# DO THIS
Reproduce the listing below without any change.
--- START ---
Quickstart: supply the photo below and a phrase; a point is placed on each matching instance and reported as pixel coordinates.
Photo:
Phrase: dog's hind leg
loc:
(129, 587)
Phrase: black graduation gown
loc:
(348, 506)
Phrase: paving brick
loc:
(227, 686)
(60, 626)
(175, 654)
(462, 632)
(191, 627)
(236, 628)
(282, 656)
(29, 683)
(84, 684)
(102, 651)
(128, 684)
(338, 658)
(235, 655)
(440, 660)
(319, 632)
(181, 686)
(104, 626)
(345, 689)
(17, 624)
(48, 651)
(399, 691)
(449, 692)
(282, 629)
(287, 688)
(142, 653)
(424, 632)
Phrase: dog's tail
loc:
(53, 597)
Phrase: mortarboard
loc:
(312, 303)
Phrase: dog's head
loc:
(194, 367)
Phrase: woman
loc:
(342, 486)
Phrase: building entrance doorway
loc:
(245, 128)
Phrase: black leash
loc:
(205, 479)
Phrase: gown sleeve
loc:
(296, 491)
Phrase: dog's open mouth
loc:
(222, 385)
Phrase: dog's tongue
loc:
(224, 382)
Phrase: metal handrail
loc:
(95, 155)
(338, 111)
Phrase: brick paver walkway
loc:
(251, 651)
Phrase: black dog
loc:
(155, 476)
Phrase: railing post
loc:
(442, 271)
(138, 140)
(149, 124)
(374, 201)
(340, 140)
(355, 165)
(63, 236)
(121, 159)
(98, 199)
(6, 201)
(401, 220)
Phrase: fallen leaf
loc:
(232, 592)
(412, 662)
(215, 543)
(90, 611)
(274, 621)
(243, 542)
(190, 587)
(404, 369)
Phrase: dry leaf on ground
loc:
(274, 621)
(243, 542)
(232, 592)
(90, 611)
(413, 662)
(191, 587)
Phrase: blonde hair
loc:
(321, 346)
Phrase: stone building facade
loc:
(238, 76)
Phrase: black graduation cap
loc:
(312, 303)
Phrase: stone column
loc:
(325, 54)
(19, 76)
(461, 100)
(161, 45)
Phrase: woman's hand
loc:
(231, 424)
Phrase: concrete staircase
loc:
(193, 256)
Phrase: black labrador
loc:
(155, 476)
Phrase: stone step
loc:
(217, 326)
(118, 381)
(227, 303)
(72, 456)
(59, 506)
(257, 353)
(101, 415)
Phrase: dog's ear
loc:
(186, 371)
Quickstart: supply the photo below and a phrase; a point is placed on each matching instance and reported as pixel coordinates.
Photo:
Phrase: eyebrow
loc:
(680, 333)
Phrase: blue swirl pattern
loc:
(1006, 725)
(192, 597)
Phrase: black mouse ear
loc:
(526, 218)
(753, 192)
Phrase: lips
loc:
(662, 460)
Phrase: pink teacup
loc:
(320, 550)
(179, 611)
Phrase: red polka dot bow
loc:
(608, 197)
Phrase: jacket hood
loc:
--- END ---
# THE SOLUTION
Quickstart: supply the photo below and a phrase; a point is placed on each matching instance and reported as pixel coordinates.
Photo:
Phrase: dog's hind leg
loc:
(129, 587)
Phrase: black graduation gown
loc:
(348, 506)
Phrase: paving brick
loc:
(227, 686)
(60, 626)
(175, 654)
(462, 632)
(191, 627)
(236, 628)
(282, 656)
(29, 683)
(84, 684)
(102, 651)
(128, 684)
(338, 658)
(235, 655)
(440, 660)
(319, 632)
(181, 686)
(104, 626)
(345, 689)
(17, 624)
(48, 651)
(399, 691)
(449, 692)
(282, 629)
(287, 688)
(142, 653)
(424, 632)
Phrase: dog's tail
loc:
(53, 597)
Phrase: mortarboard
loc:
(312, 303)
Phrase: dog's head
loc:
(194, 367)
Phrase: woman
loc:
(342, 486)
Phrase: building entrance doorway
loc:
(245, 128)
Phrase: black leash
loc:
(205, 479)
Phrase: gown sleeve
loc:
(296, 491)
Phrase: dog's open mouth
loc:
(222, 385)
Phrase: dog's tongue
loc:
(224, 382)
Phrase: metal handrail
loc:
(95, 155)
(338, 111)
Phrase: brick paver walkway
loc:
(251, 651)
Phrase: black dog
loc:
(155, 476)
Phrase: railing post
loc:
(442, 271)
(138, 140)
(149, 124)
(374, 201)
(340, 140)
(355, 165)
(63, 236)
(121, 159)
(98, 199)
(6, 201)
(401, 220)
Phrase: fallen leaf
loc:
(232, 592)
(412, 662)
(215, 543)
(90, 611)
(274, 621)
(243, 542)
(190, 587)
(404, 369)
Phrase: dry leaf on ground
loc:
(274, 621)
(243, 542)
(232, 592)
(90, 611)
(413, 662)
(191, 587)
Phrase: blonde hair
loc:
(321, 346)
Phrase: stone building facade
loc:
(238, 76)
Phrase: black graduation cap
loc:
(312, 303)
Phrase: stone column
loc:
(325, 54)
(19, 76)
(461, 100)
(161, 45)
Phrase: woman's hand
loc:
(231, 424)
Phrase: concrete staircase
loc:
(193, 256)
Phrase: black labrador
loc:
(155, 476)
Phrase: stone step
loc:
(217, 326)
(118, 381)
(227, 303)
(72, 456)
(59, 506)
(257, 353)
(101, 415)
Phrase: dog's ear
loc:
(186, 371)
Quickstart: supply the photo below and a phrase; a point is placed on each matching instance and reported as pixel coordinates.
Photo:
Phrase: eyebrow
loc:
(680, 333)
Phrase: blue swirl pattern
loc:
(1006, 725)
(192, 597)
Phrase: black mouse ear
loc:
(526, 218)
(753, 192)
Phrase: lips
loc:
(662, 460)
Phrase: pink teacup
loc:
(320, 550)
(179, 611)
Phrase: red polka dot bow
loc:
(608, 197)
Phrase: jacket hood
loc:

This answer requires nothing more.